(Stored items)
⟨
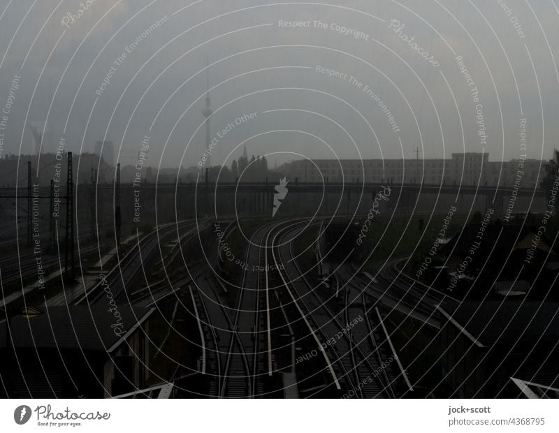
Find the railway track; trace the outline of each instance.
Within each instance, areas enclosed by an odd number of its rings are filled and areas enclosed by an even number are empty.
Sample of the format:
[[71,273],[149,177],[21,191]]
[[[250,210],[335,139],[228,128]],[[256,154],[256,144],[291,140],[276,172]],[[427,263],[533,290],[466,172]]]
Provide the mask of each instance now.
⟩
** Given problem **
Reproduce all of the data above, substituting "rail line" for "railway track" and leaving everything else unchanged. Omit the pictures from your answer.

** Solution below **
Find the rail line; trace the outline of each instance.
Within each instance, areas enclosed by an odd number of its rings are filled and areas enclosed by an even number are empty.
Sample of the format:
[[71,273],[149,177],[21,191]]
[[[250,210],[335,139],[228,128]],[[256,154],[256,144],[291,140],[276,172]],[[427,263],[533,290],[466,172]]]
Provide the mask of each instance now.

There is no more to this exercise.